Exercise
Scan the records below. Copy every line in which the word "target" appears.
══════
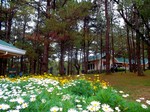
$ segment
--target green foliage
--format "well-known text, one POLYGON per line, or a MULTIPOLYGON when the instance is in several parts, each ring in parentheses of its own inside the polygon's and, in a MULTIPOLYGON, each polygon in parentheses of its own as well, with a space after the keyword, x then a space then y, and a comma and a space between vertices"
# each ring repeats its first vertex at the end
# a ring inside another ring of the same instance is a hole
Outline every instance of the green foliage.
POLYGON ((29 60, 31 59, 37 59, 38 54, 36 53, 36 51, 33 49, 33 46, 31 43, 28 42, 17 42, 16 46, 26 50, 26 56, 29 58, 29 60))
POLYGON ((138 0, 140 1, 139 5, 139 11, 140 14, 144 17, 145 21, 150 20, 150 1, 149 0, 138 0))
POLYGON ((90 97, 94 94, 91 83, 85 80, 73 81, 73 85, 67 89, 77 96, 90 97))
MULTIPOLYGON (((111 87, 103 89, 102 85, 86 80, 75 80, 60 86, 57 81, 52 79, 31 78, 27 81, 19 79, 18 82, 3 79, 0 80, 0 88, 4 91, 1 93, 1 96, 4 95, 4 97, 1 97, 0 105, 8 104, 10 110, 12 110, 19 105, 21 98, 23 103, 28 103, 27 107, 20 109, 21 112, 48 112, 56 106, 62 108, 62 112, 67 112, 71 108, 79 111, 78 106, 81 106, 83 110, 87 110, 91 102, 99 102, 100 105, 107 104, 113 110, 115 110, 115 107, 119 107, 123 112, 150 111, 149 107, 143 109, 140 103, 125 100, 111 87), (96 91, 94 88, 97 88, 96 91), (17 97, 11 96, 13 94, 17 94, 17 97), (17 98, 19 99, 15 100, 17 98), (35 100, 32 101, 31 98, 35 98, 35 100), (11 101, 12 99, 14 102, 11 101)), ((3 110, 1 111, 3 112, 3 110)), ((99 111, 102 111, 102 108, 99 111)))
POLYGON ((98 101, 101 101, 101 103, 109 104, 111 107, 115 107, 116 105, 119 106, 123 101, 123 98, 116 94, 116 91, 114 91, 112 88, 100 89, 96 93, 95 98, 98 101))
POLYGON ((53 10, 51 17, 45 21, 43 32, 55 32, 58 37, 73 36, 77 22, 89 14, 90 2, 68 1, 65 6, 53 10), (70 33, 71 32, 71 33, 70 33))

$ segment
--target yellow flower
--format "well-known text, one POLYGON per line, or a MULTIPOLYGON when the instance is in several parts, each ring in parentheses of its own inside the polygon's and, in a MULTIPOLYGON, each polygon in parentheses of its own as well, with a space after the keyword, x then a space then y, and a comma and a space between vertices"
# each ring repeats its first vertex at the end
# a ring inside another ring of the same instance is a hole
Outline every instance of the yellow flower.
POLYGON ((102 81, 101 85, 102 85, 103 89, 107 89, 107 87, 108 87, 108 83, 105 81, 102 81))
POLYGON ((95 90, 96 90, 96 89, 97 89, 97 87, 96 87, 96 86, 93 86, 93 89, 95 89, 95 90))
POLYGON ((0 109, 2 109, 2 105, 0 105, 0 109))

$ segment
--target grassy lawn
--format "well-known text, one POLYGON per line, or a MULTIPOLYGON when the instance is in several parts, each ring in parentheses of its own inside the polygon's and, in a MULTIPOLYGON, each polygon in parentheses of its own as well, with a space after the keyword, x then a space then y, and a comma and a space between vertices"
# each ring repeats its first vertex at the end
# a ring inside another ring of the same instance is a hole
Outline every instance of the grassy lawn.
MULTIPOLYGON (((76 78, 82 78, 82 76, 66 76, 65 78, 73 80, 76 78)), ((96 75, 84 75, 83 78, 92 81, 106 81, 110 86, 116 90, 122 90, 130 96, 128 99, 136 100, 138 98, 144 97, 145 99, 150 99, 150 70, 145 72, 145 76, 137 76, 135 73, 112 73, 110 75, 106 74, 96 74, 96 75)))
POLYGON ((150 71, 146 71, 145 76, 141 77, 129 72, 102 74, 100 79, 109 82, 113 88, 130 94, 129 99, 135 100, 141 97, 150 99, 150 71))

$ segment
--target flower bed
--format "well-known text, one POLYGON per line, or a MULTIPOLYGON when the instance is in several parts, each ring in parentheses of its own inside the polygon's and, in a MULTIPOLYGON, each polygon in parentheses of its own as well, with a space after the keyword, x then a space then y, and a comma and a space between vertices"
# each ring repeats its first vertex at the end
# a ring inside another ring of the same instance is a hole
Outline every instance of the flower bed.
POLYGON ((0 80, 2 112, 150 112, 149 100, 129 102, 124 98, 128 96, 105 82, 85 79, 36 76, 0 80))

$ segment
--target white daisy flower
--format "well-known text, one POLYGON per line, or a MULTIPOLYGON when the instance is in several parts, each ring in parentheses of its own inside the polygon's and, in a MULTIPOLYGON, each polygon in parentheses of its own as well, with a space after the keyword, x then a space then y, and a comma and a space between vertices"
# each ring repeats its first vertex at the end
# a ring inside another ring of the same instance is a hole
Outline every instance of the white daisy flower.
POLYGON ((144 100, 145 98, 142 97, 142 98, 139 98, 139 99, 140 99, 140 100, 144 100))
POLYGON ((0 104, 0 110, 8 110, 10 106, 8 104, 0 104))
POLYGON ((21 105, 21 107, 24 109, 24 108, 27 108, 28 107, 28 103, 23 103, 22 105, 21 105))
POLYGON ((9 110, 7 112, 19 112, 19 110, 9 110))
POLYGON ((102 88, 103 88, 103 89, 107 89, 107 86, 103 86, 102 88))
POLYGON ((42 99, 41 102, 42 102, 42 103, 46 103, 46 100, 45 100, 45 99, 42 99))
POLYGON ((139 102, 139 103, 140 103, 140 102, 141 102, 141 100, 140 100, 140 99, 137 99, 137 100, 136 100, 136 102, 139 102))
POLYGON ((22 109, 21 105, 17 105, 17 106, 16 106, 16 109, 17 109, 17 110, 22 109))
POLYGON ((100 107, 100 104, 101 104, 101 103, 98 102, 98 101, 92 101, 92 102, 91 102, 91 105, 94 106, 94 107, 100 107))
POLYGON ((82 107, 82 105, 79 105, 79 104, 77 105, 77 108, 81 108, 81 107, 82 107))
POLYGON ((78 110, 80 110, 80 111, 81 111, 81 110, 83 110, 83 108, 78 108, 78 110))
POLYGON ((51 87, 51 88, 49 88, 47 91, 51 93, 53 90, 54 90, 54 88, 51 87))
POLYGON ((150 100, 146 100, 146 103, 147 103, 148 105, 150 105, 150 100))
POLYGON ((9 101, 10 102, 16 102, 16 99, 10 99, 9 101))
POLYGON ((59 108, 59 111, 62 112, 63 108, 59 108))
POLYGON ((88 112, 87 110, 82 110, 82 112, 88 112))
POLYGON ((80 100, 78 100, 78 99, 75 99, 75 102, 76 102, 76 103, 80 103, 80 100))
POLYGON ((69 94, 63 95, 62 96, 62 101, 70 100, 70 98, 71 98, 71 96, 69 94))
POLYGON ((124 98, 126 98, 126 97, 128 97, 129 96, 129 94, 123 94, 122 95, 122 97, 124 97, 124 98))
POLYGON ((54 106, 50 109, 50 112, 58 112, 59 111, 59 107, 54 106))
POLYGON ((121 112, 121 110, 119 109, 119 107, 115 107, 115 110, 116 110, 117 112, 121 112))
POLYGON ((24 103, 24 99, 23 99, 23 98, 17 98, 16 101, 17 101, 19 104, 23 104, 23 103, 24 103))
POLYGON ((78 111, 75 109, 69 109, 68 112, 78 112, 78 111))
POLYGON ((90 112, 94 112, 94 111, 95 111, 95 108, 94 108, 92 105, 88 105, 88 106, 87 106, 87 109, 88 109, 90 112))
POLYGON ((119 91, 119 93, 124 93, 123 91, 119 91))
POLYGON ((31 98, 30 98, 30 102, 34 102, 35 100, 36 100, 35 97, 31 97, 31 98))
POLYGON ((108 104, 102 104, 102 110, 104 112, 114 112, 114 110, 108 104))
POLYGON ((142 106, 142 108, 144 108, 144 109, 147 109, 147 108, 148 108, 147 105, 145 105, 145 104, 141 104, 141 106, 142 106))

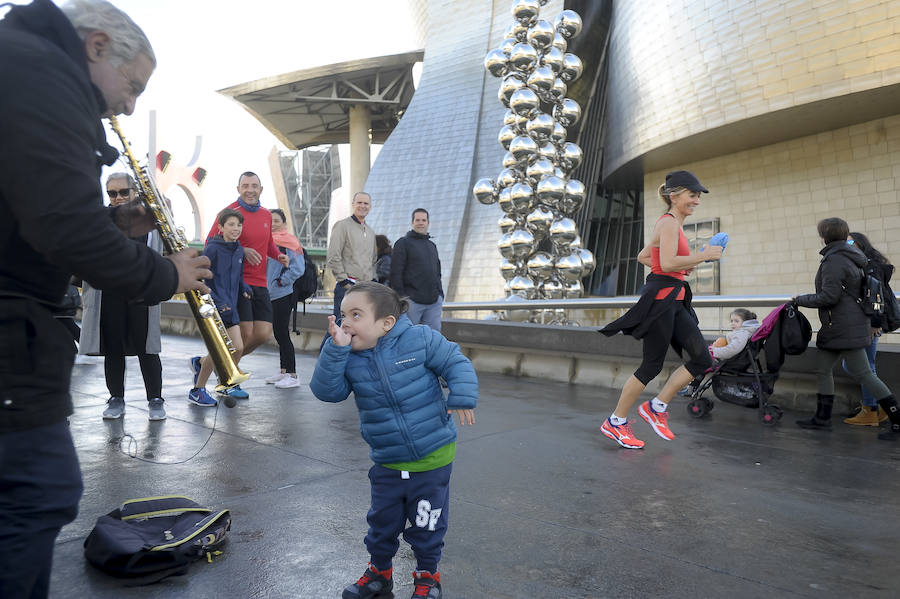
══════
Task solution
--target green foliage
--target yellow flower
--target grassy lawn
--target flower bed
--target white daisy flower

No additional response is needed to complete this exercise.